• Excerpt to read
--------------------

Reactive maintenance remains the dominant operating mode across UK industry despite universal acknowledgement that it is costly, unsafe, and unsustainable. The barrier is not knowledge. It’s culture, incentives, and leadership continuity.
The relationship between operations and maintenance surfaced as one of the most consequential divides in 2026, with practitioners describing maintenance as a “necessary evil” – celebrated when assets run, blamed when they fail, defunded when things are quiet. Yet where organisations have merged teams under shared KPIs or introduced Asset Manager roles, the divide measurably narrows.
Data quality, system integration, and analytical capability remain severe constraints. Organisations have more data than ever but less confidence in what it tells them. The gap between data collection and actionable insight shows no sign of closing despite the plethora of AI and other emerging tech and platforms.
Planning, scheduling, backlog management, and work order discipline continue to deteriorate. Many organisations lack dedicated planners, operate without documented work management processes, and cannot answer basic questions about their maintenance backlog.
A new framing has emerged: obsolescence, not age, is the primary risk driver. Control system obsolescence in particular is creating multi-million replacement liabilities that organisations are deferring into an ever-growing bow wave of investment need.
Maintenance continues to be viewed as a cost centre by the majority of C-suite executives and leadership. Short-term financial pressures, leadership turnover, and an inability to articulate maintenance value in financial language keep the function underfunded and underrepresented at board level.
AI and predictive analytics dominate conference agendas and vendor pitches, but practitioners report confusion about what AI actually is, scepticism about vendor claims, and frustration that the conversation has moved to advanced technology while the basics remain broken.
Newly elevated as a distinct obstacle. The inability to sustain improvement is now recognised as a change management failure, not a technical one. Maintenance leaders are increasingly expected to be part politician, part coach, and part influencer – a role for which most have received no formal training.
The retirement wave has arrived. Organisations face the simultaneous loss of technical knowledge, asset history, and operational judgement that took decades to accumulate and exists nowhere in any system.
Reliability engineering remains under-recognised as a discipline in the UK, with no clear career pathway, limited professional standing, and frequent confusion between condition monitoring techniques and a true reliability mindset. 71% of respondents reported no dedicated reliability engineering function.
A new theme emerged from the 2026 face-to-face roundtables: the absence of a long-term, strategic view of assets is itself a root cause of many obstacles in this report. Without a documented asset strategy connecting maintenance decisions to capital investment, organisations remain locked in the backlog–reactivity–deferral spiral.

--------------------

• Supplied data
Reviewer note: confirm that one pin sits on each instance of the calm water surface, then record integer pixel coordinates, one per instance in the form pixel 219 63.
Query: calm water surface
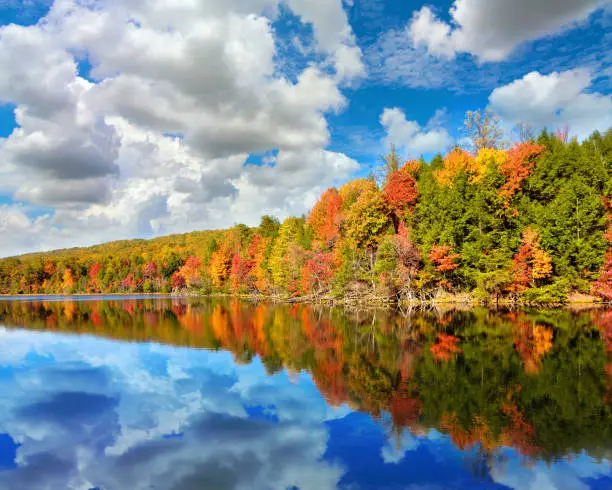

--------------------

• What to produce
According to the excerpt on obstacles in UK maintenance, why does the maintenance function stay underfunded and underrepresented at board level? Answer in one to three sentences.

• Solution to this problem
Short-term financial pressures, leadership turnover, and an inability to express maintenance value in financial language keep the function underfunded and underrepresented at board level. These factors go with the view, held by most C-suite executives and leaders, that maintenance is a cost centre.